To do: Write out the entire listing below exactly, with the pictures left out.

The data:
————
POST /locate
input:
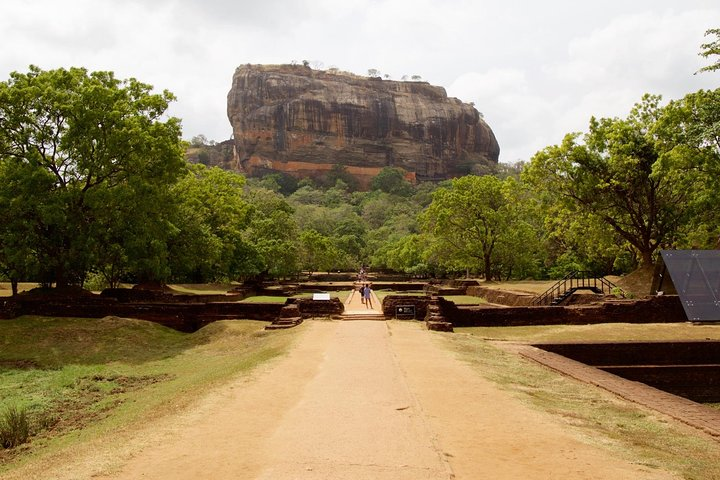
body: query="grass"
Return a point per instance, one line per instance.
(203, 289)
(6, 289)
(465, 299)
(594, 414)
(341, 295)
(83, 380)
————
Output for this exercise:
POST /locate
input:
body: query="grass"
Return a point per instance, one line per instance.
(203, 289)
(6, 289)
(465, 299)
(594, 414)
(341, 295)
(83, 380)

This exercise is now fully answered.